**What the task requires:** Count the lines below that contain the string "boat", with uppercase and lowercase treated as different, and give only the number.

(Location annotation dataset excerpts)
- - - - - - -

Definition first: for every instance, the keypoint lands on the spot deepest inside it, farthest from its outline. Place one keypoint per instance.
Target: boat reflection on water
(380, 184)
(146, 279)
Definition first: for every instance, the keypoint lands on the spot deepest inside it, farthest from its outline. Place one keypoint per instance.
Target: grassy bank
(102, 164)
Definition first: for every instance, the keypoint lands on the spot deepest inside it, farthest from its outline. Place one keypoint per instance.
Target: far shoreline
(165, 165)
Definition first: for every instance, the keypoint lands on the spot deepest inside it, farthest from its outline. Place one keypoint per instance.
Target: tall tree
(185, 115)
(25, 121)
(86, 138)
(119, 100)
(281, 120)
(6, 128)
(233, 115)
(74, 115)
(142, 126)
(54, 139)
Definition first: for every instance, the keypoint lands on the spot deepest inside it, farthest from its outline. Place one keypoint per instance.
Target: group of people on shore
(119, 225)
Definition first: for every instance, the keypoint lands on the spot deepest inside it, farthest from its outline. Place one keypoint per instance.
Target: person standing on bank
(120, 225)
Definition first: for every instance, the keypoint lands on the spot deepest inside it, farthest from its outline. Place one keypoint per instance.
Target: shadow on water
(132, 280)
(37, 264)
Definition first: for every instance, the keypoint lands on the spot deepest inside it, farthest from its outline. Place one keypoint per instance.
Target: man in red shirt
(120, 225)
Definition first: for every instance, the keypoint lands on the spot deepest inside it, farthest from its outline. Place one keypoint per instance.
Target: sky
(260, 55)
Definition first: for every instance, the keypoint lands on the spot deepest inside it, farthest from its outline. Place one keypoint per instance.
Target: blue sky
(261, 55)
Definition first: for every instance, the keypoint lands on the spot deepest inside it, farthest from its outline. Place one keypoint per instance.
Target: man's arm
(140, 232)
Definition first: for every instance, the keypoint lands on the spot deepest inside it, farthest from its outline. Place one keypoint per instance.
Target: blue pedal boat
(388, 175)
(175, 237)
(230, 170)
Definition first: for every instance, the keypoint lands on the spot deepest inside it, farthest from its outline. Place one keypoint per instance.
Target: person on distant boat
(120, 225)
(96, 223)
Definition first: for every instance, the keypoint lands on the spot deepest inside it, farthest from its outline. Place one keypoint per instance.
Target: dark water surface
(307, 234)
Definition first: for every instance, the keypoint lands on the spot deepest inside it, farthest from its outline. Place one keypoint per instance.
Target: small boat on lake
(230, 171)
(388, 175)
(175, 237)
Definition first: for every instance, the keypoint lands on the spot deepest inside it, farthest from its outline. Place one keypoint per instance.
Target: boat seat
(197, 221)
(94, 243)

- - - - - - -

**Solved exercise:** 5